SET TASK: Count the lines in the rows below that contain the string "wooden", treating case as significant, and reply with the number alone.

----- INFORMATION SUPPLIED -----

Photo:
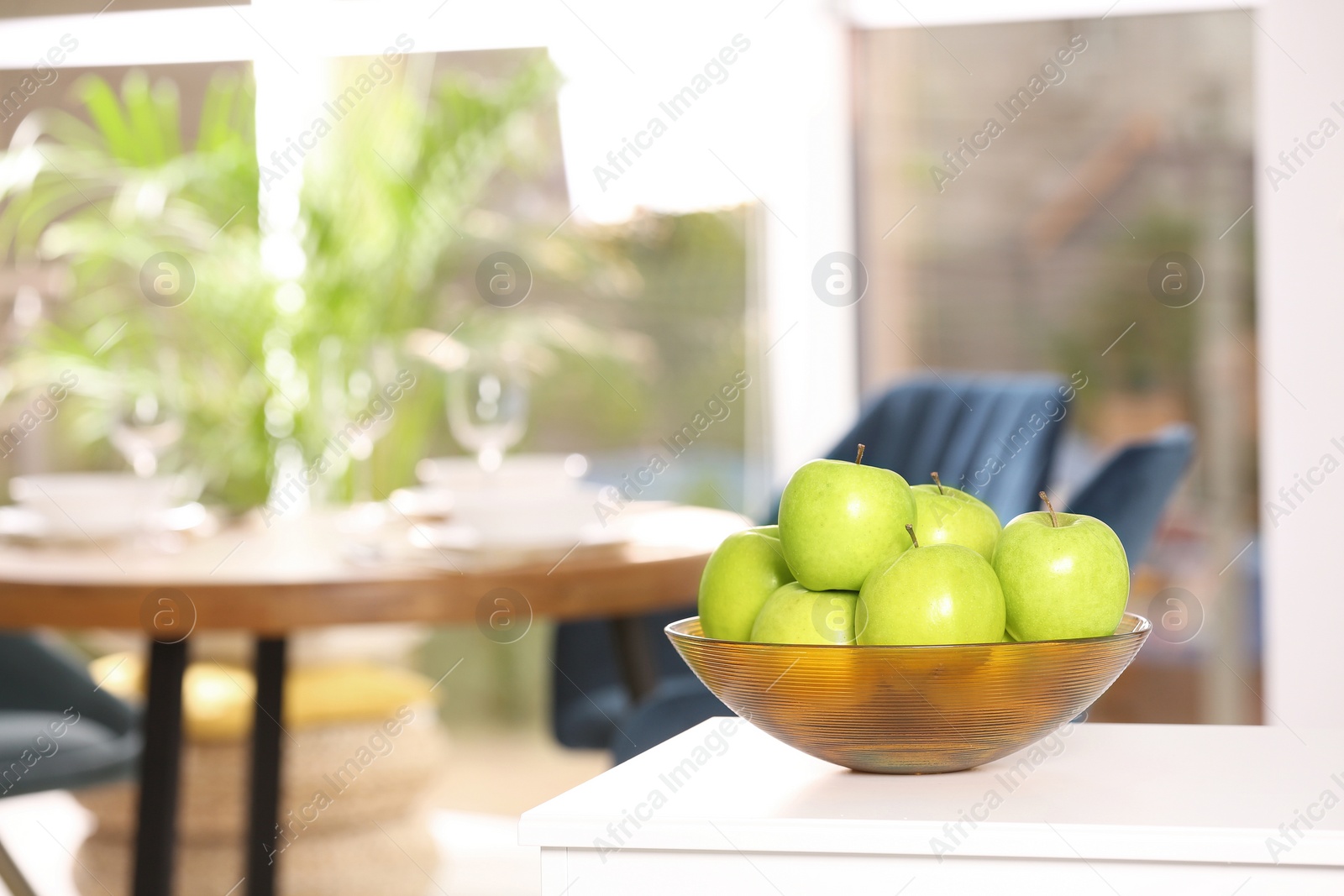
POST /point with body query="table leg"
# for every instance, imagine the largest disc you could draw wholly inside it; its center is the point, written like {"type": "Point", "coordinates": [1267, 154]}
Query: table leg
{"type": "Point", "coordinates": [635, 654]}
{"type": "Point", "coordinates": [264, 801]}
{"type": "Point", "coordinates": [159, 763]}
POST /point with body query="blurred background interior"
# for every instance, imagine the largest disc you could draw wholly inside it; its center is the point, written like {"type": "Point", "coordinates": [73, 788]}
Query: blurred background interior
{"type": "Point", "coordinates": [320, 280]}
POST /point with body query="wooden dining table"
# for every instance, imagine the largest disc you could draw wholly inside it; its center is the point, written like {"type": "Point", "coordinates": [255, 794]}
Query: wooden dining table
{"type": "Point", "coordinates": [316, 570]}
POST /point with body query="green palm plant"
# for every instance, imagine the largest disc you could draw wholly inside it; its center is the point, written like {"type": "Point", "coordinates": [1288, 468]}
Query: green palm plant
{"type": "Point", "coordinates": [386, 222]}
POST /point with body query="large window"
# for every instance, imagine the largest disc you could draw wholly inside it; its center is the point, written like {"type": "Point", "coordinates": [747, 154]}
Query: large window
{"type": "Point", "coordinates": [1074, 196]}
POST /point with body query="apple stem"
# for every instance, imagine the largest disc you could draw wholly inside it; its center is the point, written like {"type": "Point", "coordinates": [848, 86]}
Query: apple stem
{"type": "Point", "coordinates": [1054, 517]}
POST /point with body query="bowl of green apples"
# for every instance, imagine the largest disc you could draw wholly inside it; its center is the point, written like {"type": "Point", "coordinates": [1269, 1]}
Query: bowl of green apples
{"type": "Point", "coordinates": [897, 629]}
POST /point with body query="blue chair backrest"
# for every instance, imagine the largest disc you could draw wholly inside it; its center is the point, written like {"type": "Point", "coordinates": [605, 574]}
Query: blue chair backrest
{"type": "Point", "coordinates": [1131, 490]}
{"type": "Point", "coordinates": [990, 434]}
{"type": "Point", "coordinates": [37, 678]}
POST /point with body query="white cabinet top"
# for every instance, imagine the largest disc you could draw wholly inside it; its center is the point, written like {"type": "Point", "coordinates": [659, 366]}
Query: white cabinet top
{"type": "Point", "coordinates": [1160, 793]}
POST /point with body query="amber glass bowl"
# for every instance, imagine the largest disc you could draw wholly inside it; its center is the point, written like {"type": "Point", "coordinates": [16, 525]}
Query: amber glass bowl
{"type": "Point", "coordinates": [911, 710]}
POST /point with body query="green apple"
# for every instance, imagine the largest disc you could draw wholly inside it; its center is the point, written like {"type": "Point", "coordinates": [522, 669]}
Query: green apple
{"type": "Point", "coordinates": [796, 616]}
{"type": "Point", "coordinates": [933, 594]}
{"type": "Point", "coordinates": [1065, 575]}
{"type": "Point", "coordinates": [741, 574]}
{"type": "Point", "coordinates": [945, 515]}
{"type": "Point", "coordinates": [839, 520]}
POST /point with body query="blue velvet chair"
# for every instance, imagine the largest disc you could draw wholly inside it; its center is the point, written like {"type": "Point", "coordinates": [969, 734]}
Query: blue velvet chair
{"type": "Point", "coordinates": [991, 434]}
{"type": "Point", "coordinates": [58, 731]}
{"type": "Point", "coordinates": [1131, 490]}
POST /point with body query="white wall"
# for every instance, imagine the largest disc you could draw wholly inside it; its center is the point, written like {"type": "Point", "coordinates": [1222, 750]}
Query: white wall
{"type": "Point", "coordinates": [1300, 73]}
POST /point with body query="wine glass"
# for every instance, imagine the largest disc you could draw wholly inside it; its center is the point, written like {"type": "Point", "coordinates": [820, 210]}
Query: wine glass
{"type": "Point", "coordinates": [353, 390]}
{"type": "Point", "coordinates": [145, 429]}
{"type": "Point", "coordinates": [487, 409]}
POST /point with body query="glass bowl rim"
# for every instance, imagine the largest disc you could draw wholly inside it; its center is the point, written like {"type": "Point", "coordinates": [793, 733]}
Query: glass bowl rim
{"type": "Point", "coordinates": [674, 631]}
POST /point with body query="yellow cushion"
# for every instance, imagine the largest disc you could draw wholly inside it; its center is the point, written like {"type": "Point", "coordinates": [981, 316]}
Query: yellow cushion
{"type": "Point", "coordinates": [218, 699]}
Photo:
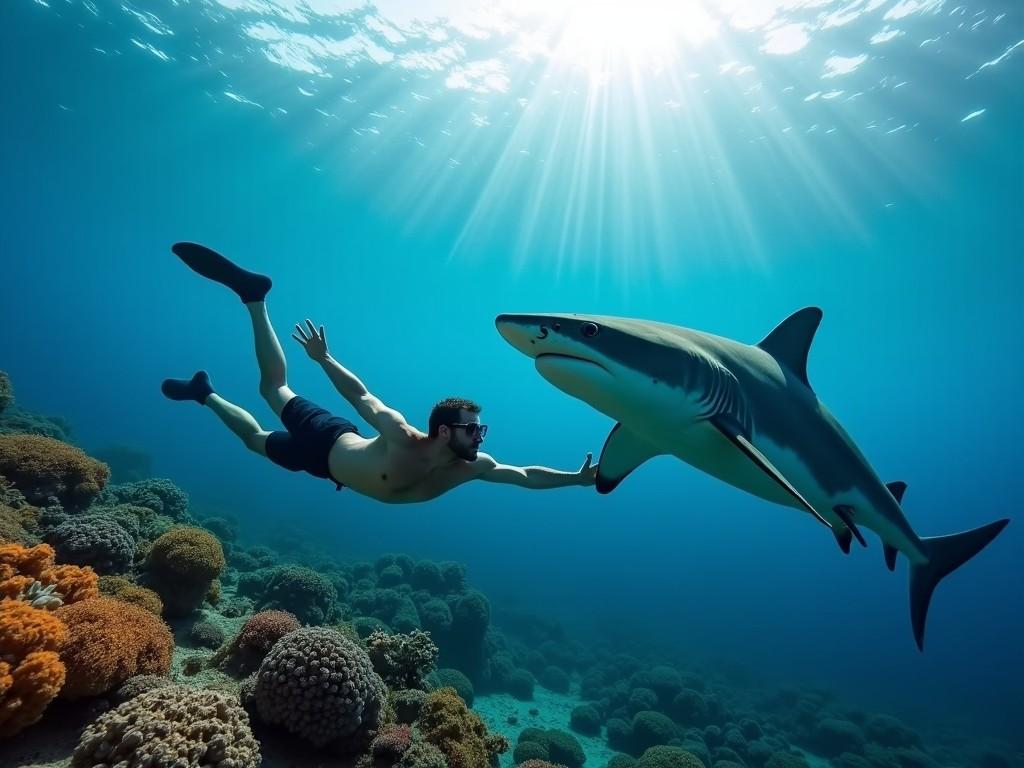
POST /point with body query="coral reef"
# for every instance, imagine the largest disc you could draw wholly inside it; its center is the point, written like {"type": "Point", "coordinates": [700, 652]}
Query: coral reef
{"type": "Point", "coordinates": [43, 468]}
{"type": "Point", "coordinates": [95, 541]}
{"type": "Point", "coordinates": [320, 685]}
{"type": "Point", "coordinates": [170, 727]}
{"type": "Point", "coordinates": [122, 588]}
{"type": "Point", "coordinates": [108, 642]}
{"type": "Point", "coordinates": [20, 566]}
{"type": "Point", "coordinates": [402, 660]}
{"type": "Point", "coordinates": [301, 591]}
{"type": "Point", "coordinates": [31, 672]}
{"type": "Point", "coordinates": [181, 567]}
{"type": "Point", "coordinates": [448, 723]}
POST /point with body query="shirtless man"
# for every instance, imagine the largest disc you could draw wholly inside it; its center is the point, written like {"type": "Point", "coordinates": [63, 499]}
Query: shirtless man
{"type": "Point", "coordinates": [399, 465]}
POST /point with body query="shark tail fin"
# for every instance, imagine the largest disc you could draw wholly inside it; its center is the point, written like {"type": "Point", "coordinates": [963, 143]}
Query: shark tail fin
{"type": "Point", "coordinates": [945, 554]}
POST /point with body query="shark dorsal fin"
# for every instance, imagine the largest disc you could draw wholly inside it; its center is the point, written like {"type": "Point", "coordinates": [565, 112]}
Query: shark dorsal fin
{"type": "Point", "coordinates": [791, 340]}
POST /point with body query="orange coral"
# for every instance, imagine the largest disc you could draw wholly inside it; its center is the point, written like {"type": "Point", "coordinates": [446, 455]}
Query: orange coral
{"type": "Point", "coordinates": [19, 566]}
{"type": "Point", "coordinates": [31, 672]}
{"type": "Point", "coordinates": [41, 467]}
{"type": "Point", "coordinates": [110, 641]}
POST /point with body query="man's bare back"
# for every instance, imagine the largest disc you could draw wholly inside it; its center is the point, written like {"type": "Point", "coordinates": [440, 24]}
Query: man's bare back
{"type": "Point", "coordinates": [400, 464]}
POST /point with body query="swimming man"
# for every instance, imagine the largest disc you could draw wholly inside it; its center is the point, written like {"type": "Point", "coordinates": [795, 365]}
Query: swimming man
{"type": "Point", "coordinates": [400, 464]}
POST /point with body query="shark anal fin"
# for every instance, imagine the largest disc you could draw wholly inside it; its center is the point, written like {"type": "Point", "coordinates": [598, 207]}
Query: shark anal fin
{"type": "Point", "coordinates": [731, 429]}
{"type": "Point", "coordinates": [624, 451]}
{"type": "Point", "coordinates": [891, 553]}
{"type": "Point", "coordinates": [791, 340]}
{"type": "Point", "coordinates": [897, 488]}
{"type": "Point", "coordinates": [844, 538]}
{"type": "Point", "coordinates": [845, 513]}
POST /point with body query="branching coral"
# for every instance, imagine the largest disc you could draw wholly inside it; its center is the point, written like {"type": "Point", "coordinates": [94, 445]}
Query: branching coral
{"type": "Point", "coordinates": [31, 672]}
{"type": "Point", "coordinates": [19, 566]}
{"type": "Point", "coordinates": [458, 732]}
{"type": "Point", "coordinates": [42, 467]}
{"type": "Point", "coordinates": [182, 565]}
{"type": "Point", "coordinates": [171, 726]}
{"type": "Point", "coordinates": [110, 641]}
{"type": "Point", "coordinates": [402, 660]}
{"type": "Point", "coordinates": [320, 685]}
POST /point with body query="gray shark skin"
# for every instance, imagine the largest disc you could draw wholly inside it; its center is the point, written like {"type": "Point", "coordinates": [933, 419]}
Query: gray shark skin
{"type": "Point", "coordinates": [744, 414]}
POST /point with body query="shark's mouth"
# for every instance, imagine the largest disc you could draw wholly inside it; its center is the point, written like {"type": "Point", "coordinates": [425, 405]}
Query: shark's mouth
{"type": "Point", "coordinates": [559, 355]}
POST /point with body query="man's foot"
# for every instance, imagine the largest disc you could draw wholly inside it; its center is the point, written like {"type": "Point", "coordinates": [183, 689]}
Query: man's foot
{"type": "Point", "coordinates": [249, 286]}
{"type": "Point", "coordinates": [197, 388]}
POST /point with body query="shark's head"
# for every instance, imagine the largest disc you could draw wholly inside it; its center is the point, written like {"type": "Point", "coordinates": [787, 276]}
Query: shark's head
{"type": "Point", "coordinates": [612, 364]}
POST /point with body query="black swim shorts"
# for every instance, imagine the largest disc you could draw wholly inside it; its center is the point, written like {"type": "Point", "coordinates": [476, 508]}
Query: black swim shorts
{"type": "Point", "coordinates": [311, 433]}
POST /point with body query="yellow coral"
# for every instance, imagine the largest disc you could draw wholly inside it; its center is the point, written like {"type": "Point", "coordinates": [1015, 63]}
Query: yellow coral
{"type": "Point", "coordinates": [110, 641]}
{"type": "Point", "coordinates": [31, 671]}
{"type": "Point", "coordinates": [19, 566]}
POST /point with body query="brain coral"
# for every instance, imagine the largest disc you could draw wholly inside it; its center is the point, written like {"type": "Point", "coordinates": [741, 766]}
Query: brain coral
{"type": "Point", "coordinates": [458, 732]}
{"type": "Point", "coordinates": [170, 727]}
{"type": "Point", "coordinates": [19, 566]}
{"type": "Point", "coordinates": [42, 467]}
{"type": "Point", "coordinates": [95, 541]}
{"type": "Point", "coordinates": [31, 672]}
{"type": "Point", "coordinates": [110, 641]}
{"type": "Point", "coordinates": [182, 564]}
{"type": "Point", "coordinates": [320, 685]}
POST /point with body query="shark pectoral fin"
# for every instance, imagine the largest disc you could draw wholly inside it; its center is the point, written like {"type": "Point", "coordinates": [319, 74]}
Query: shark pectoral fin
{"type": "Point", "coordinates": [624, 452]}
{"type": "Point", "coordinates": [845, 513]}
{"type": "Point", "coordinates": [897, 488]}
{"type": "Point", "coordinates": [844, 538]}
{"type": "Point", "coordinates": [731, 429]}
{"type": "Point", "coordinates": [891, 553]}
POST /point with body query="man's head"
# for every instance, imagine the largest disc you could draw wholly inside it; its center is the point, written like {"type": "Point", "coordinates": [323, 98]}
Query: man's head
{"type": "Point", "coordinates": [457, 422]}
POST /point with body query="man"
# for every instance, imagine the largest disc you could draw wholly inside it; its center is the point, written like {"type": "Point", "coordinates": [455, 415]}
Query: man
{"type": "Point", "coordinates": [399, 465]}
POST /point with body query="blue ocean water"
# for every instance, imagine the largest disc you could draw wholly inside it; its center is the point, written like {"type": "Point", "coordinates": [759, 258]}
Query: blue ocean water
{"type": "Point", "coordinates": [408, 171]}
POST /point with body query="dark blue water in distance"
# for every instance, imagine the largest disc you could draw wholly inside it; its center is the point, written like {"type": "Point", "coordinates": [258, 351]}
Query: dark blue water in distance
{"type": "Point", "coordinates": [406, 178]}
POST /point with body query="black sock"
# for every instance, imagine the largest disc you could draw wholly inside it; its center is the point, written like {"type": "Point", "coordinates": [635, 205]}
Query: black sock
{"type": "Point", "coordinates": [197, 388]}
{"type": "Point", "coordinates": [249, 286]}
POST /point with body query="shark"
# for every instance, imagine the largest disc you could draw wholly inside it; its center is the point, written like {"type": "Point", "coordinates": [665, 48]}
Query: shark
{"type": "Point", "coordinates": [744, 414]}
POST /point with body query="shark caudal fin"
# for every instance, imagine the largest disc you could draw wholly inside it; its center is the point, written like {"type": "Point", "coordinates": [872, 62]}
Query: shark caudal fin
{"type": "Point", "coordinates": [945, 554]}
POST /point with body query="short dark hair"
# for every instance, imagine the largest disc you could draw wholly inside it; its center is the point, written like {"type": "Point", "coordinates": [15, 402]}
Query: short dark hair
{"type": "Point", "coordinates": [446, 412]}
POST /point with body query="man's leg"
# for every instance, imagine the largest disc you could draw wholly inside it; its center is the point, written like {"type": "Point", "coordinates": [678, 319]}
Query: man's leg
{"type": "Point", "coordinates": [272, 369]}
{"type": "Point", "coordinates": [238, 420]}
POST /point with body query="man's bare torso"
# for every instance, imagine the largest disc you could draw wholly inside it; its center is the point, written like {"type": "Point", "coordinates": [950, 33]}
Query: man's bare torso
{"type": "Point", "coordinates": [395, 471]}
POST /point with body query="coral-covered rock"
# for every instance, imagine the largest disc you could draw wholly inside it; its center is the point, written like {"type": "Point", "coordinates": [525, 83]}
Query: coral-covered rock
{"type": "Point", "coordinates": [108, 642]}
{"type": "Point", "coordinates": [458, 732]}
{"type": "Point", "coordinates": [20, 566]}
{"type": "Point", "coordinates": [170, 727]}
{"type": "Point", "coordinates": [402, 660]}
{"type": "Point", "coordinates": [31, 671]}
{"type": "Point", "coordinates": [310, 596]}
{"type": "Point", "coordinates": [42, 468]}
{"type": "Point", "coordinates": [181, 566]}
{"type": "Point", "coordinates": [256, 638]}
{"type": "Point", "coordinates": [95, 541]}
{"type": "Point", "coordinates": [122, 588]}
{"type": "Point", "coordinates": [320, 685]}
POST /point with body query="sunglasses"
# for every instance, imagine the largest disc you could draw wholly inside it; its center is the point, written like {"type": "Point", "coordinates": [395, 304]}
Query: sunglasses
{"type": "Point", "coordinates": [472, 428]}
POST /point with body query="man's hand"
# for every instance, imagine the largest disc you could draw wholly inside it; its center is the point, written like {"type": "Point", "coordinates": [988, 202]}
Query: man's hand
{"type": "Point", "coordinates": [312, 341]}
{"type": "Point", "coordinates": [587, 473]}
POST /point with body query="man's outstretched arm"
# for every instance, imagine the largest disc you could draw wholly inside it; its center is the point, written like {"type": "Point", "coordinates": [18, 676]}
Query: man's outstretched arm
{"type": "Point", "coordinates": [385, 420]}
{"type": "Point", "coordinates": [535, 477]}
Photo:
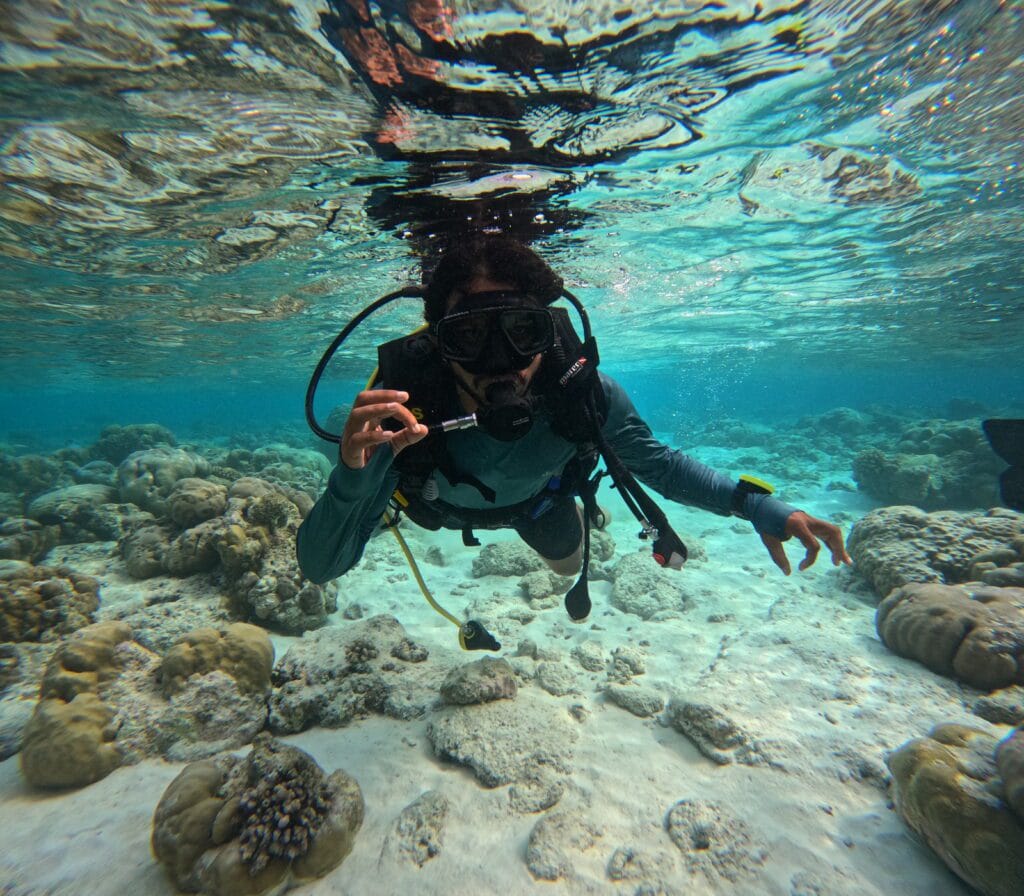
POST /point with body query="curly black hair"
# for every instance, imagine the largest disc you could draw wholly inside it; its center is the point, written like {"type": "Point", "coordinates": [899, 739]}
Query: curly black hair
{"type": "Point", "coordinates": [497, 256]}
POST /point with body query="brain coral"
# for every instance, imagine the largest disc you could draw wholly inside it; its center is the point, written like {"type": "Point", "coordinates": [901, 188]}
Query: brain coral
{"type": "Point", "coordinates": [69, 739]}
{"type": "Point", "coordinates": [256, 825]}
{"type": "Point", "coordinates": [944, 787]}
{"type": "Point", "coordinates": [40, 603]}
{"type": "Point", "coordinates": [972, 634]}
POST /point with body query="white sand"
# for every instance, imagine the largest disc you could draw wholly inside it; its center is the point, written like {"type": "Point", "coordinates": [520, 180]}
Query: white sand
{"type": "Point", "coordinates": [797, 664]}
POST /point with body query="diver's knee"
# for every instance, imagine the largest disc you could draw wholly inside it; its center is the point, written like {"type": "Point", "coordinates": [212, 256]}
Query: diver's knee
{"type": "Point", "coordinates": [569, 565]}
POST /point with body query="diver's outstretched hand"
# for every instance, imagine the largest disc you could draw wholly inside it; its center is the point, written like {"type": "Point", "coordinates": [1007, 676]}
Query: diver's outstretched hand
{"type": "Point", "coordinates": [364, 434]}
{"type": "Point", "coordinates": [808, 529]}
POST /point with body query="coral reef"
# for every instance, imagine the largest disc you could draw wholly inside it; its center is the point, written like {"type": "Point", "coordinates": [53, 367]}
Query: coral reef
{"type": "Point", "coordinates": [934, 465]}
{"type": "Point", "coordinates": [69, 741]}
{"type": "Point", "coordinates": [418, 834]}
{"type": "Point", "coordinates": [714, 734]}
{"type": "Point", "coordinates": [107, 700]}
{"type": "Point", "coordinates": [895, 546]}
{"type": "Point", "coordinates": [479, 682]}
{"type": "Point", "coordinates": [336, 675]}
{"type": "Point", "coordinates": [255, 825]}
{"type": "Point", "coordinates": [1010, 762]}
{"type": "Point", "coordinates": [117, 442]}
{"type": "Point", "coordinates": [243, 651]}
{"type": "Point", "coordinates": [527, 742]}
{"type": "Point", "coordinates": [643, 588]}
{"type": "Point", "coordinates": [248, 531]}
{"type": "Point", "coordinates": [712, 841]}
{"type": "Point", "coordinates": [946, 786]}
{"type": "Point", "coordinates": [23, 539]}
{"type": "Point", "coordinates": [974, 634]}
{"type": "Point", "coordinates": [41, 603]}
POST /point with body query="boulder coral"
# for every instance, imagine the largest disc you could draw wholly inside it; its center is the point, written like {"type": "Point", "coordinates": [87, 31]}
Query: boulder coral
{"type": "Point", "coordinates": [947, 787]}
{"type": "Point", "coordinates": [116, 442]}
{"type": "Point", "coordinates": [146, 478]}
{"type": "Point", "coordinates": [1010, 762]}
{"type": "Point", "coordinates": [41, 603]}
{"type": "Point", "coordinates": [243, 651]}
{"type": "Point", "coordinates": [974, 634]}
{"type": "Point", "coordinates": [934, 464]}
{"type": "Point", "coordinates": [107, 700]}
{"type": "Point", "coordinates": [69, 741]}
{"type": "Point", "coordinates": [895, 546]}
{"type": "Point", "coordinates": [23, 539]}
{"type": "Point", "coordinates": [253, 825]}
{"type": "Point", "coordinates": [246, 530]}
{"type": "Point", "coordinates": [76, 510]}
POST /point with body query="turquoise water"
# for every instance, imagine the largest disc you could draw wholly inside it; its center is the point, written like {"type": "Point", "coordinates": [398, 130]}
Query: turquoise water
{"type": "Point", "coordinates": [773, 212]}
{"type": "Point", "coordinates": [809, 207]}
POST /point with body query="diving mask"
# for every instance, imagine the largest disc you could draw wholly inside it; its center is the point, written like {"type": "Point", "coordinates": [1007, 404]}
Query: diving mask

-----

WRITTEN ANSWER: 2